### VORLIEGENDER AUSZUG
Der Glurnser Mäuseprozess

Diese sagenhafte Geschichte hat sich allem Anschein nach tatsächlich so zugetragen, davon zeugen überlieferte Aufzeichnungen und Gerichtsprotokolle. 1519 kam es in Glurns zu einem spektakulären Prozess gegen die Mäuse, die großen Schaden auf den Feldern angerichtet hatten. Wie es sich vor Gericht gehört, wurden die Mäuse von einem Anwalt verteidigt. Die bauernschlaue und auch für das Gericht einleuchtende Anklage der Gemeinde Stilfs führte an, dass es wegen des Schadens, den die Nager angerichtet hatten, unmöglich geworden war, den Zehnten an Kirche und Obrigkeit zu zahlen. Die Verteidigung argumentierte, dass es Sache der Feldpolizei sei, den Feld- und Gartenfrevel zu steuern, „durch gute Aufsicht und weniger Weintrinken im Wirthshause“; was die Minderung der Nahrung betreffe, so sei diese Klage begründet, „allein wenn man den Mäusen alles Korn missgönnen wollte, so könnten diese auch gegen die Menschen klagen“, denn sie wären doch auch Gottes Geschöpfe und bräuchten Nahrung. Weitere Anklagepunkte betrafen die „wilde Ehe“ und die Wühlerei. Der Anwalt wandte ein, dass „die Mäuse nur Beispielen folgen würden, die näher zu bezeichnen er Bedenken trage.“ Nach der Anhörung von Zeugen und der Überprüfung von Tatsachen wurde das Urteil gefällt: Die Mäuse wurden zum Verlassen der Stilfser Felder verurteilt. Man sicherte ihnen allerdings freies Geleit bis in die Gegend von Spondinig zu. Angeblich soll ihnen sogar eine Brücke über die Etsch gebaut worden sein. Nicht bekannt ist, ob sich die Mäuse auch an dieses Urteil gehalten haben.

### AUFGABE 1
Fasse den Auszug über den Glurnser Mäuseprozess in zwei Sätzen zusammen.

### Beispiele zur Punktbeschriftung

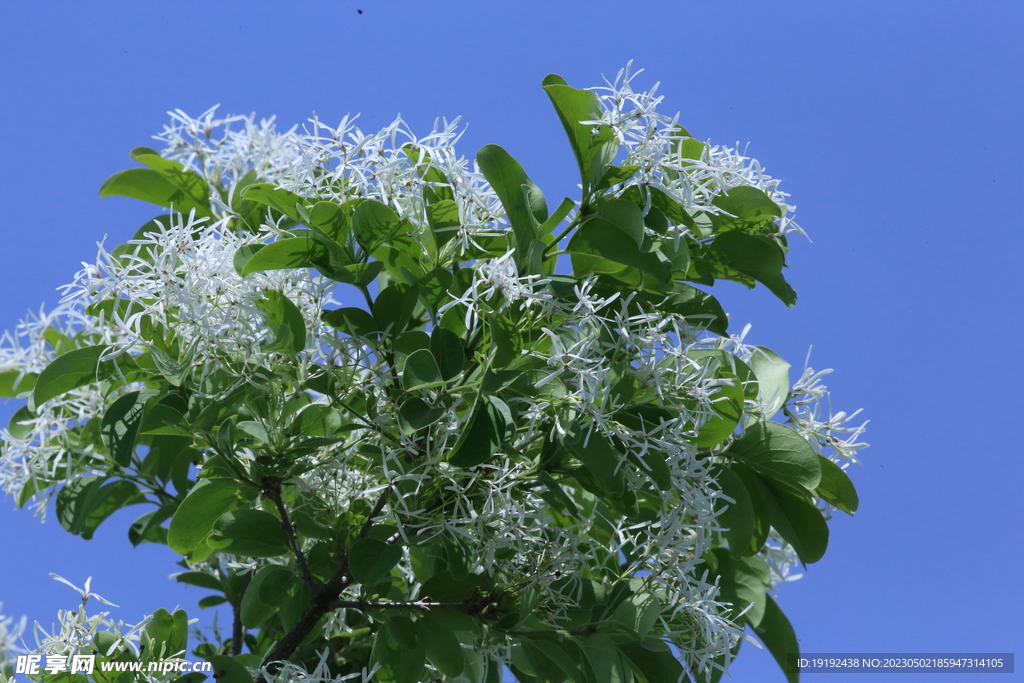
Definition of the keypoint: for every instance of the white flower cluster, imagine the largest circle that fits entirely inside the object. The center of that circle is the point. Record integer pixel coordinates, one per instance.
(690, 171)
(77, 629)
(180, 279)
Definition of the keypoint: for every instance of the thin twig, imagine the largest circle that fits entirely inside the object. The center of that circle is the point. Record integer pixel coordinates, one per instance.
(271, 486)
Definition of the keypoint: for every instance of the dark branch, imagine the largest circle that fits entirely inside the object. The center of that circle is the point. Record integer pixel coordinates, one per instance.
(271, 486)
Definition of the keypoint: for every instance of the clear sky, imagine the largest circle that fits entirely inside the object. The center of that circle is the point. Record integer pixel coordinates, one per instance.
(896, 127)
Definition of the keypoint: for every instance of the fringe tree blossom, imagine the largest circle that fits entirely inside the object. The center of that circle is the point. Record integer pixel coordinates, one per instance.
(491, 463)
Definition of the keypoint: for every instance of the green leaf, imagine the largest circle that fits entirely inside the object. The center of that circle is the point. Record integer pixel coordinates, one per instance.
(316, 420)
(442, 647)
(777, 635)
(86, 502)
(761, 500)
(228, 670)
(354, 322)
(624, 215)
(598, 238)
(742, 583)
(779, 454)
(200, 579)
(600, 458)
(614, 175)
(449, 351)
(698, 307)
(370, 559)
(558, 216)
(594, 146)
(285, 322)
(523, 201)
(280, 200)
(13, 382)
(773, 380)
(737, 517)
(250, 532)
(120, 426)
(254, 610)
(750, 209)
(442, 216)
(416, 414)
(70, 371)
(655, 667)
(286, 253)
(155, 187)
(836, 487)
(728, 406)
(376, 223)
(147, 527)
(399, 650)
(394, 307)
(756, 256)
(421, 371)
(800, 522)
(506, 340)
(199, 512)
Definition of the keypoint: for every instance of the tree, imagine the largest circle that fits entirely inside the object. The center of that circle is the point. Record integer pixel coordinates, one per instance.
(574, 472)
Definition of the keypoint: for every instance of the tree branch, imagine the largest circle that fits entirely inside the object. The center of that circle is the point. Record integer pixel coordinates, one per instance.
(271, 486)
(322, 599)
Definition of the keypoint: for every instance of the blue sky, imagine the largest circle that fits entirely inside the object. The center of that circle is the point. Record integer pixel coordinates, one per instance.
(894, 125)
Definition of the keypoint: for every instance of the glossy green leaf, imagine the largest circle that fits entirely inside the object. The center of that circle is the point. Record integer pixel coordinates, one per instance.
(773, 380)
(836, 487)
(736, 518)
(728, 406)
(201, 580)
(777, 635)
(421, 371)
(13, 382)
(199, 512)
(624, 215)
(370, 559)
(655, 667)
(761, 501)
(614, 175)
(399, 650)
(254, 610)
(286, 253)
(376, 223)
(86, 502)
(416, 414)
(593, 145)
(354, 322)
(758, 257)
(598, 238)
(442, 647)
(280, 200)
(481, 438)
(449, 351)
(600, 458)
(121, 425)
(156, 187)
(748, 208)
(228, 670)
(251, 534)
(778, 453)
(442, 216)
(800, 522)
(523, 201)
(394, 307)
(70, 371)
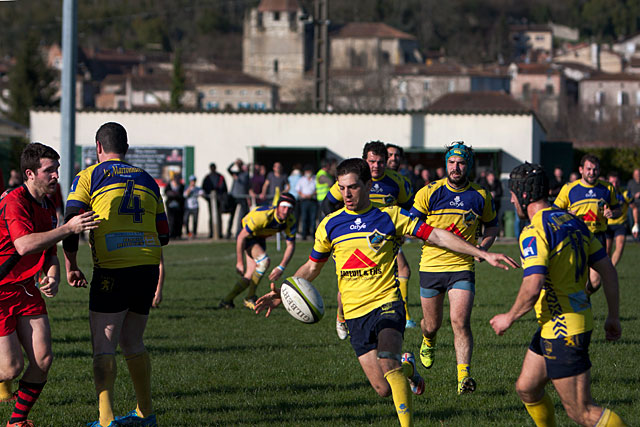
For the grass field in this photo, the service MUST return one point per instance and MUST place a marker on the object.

### AUFGABE 2
Gib den Abschnitt der Auflistung wieder, der mit der Zeile beginnt, die „Definition of the keypoint: for every instance of the glossy“ enthält, und mit dem Ende der Auflistung schließt. Ersetze darin „grass field“ durch „meadow“, lass alles andere unverändert und die Bildverweise weg.

### ERWARTETE ANTWORT 1
1519 fand in Glurns ein Prozess gegen die Mäuse statt, die auf den Feldern großen Schaden angerichtet hatten, und sie wurden dabei von einem Anwalt verteidigt. Das Urteil verpflichtete die Mäuse, die Stilfser Felder zu verlassen, sicherte ihnen aber freies Geleit bis in die Gegend von Spondinig zu.

### ERWARTETE ANTWORT 2
Definition of the keypoint: for every instance of the glossy green leaf, imagine the largest circle that fits entirely inside the object. The center of that circle is the point. Record integer pixel coordinates, one per instance.
(773, 380)
(836, 487)
(736, 518)
(728, 406)
(201, 580)
(777, 635)
(421, 371)
(13, 382)
(199, 512)
(624, 215)
(370, 559)
(655, 667)
(761, 501)
(614, 175)
(399, 650)
(254, 610)
(286, 253)
(376, 223)
(86, 502)
(416, 414)
(593, 145)
(354, 322)
(758, 257)
(598, 238)
(442, 647)
(280, 200)
(481, 438)
(449, 351)
(600, 458)
(121, 425)
(156, 187)
(748, 208)
(228, 670)
(251, 534)
(778, 453)
(442, 216)
(800, 522)
(523, 201)
(394, 307)
(70, 371)
For the meadow in this photo, the service MUST return one point per instance and MUST place a marker on the object.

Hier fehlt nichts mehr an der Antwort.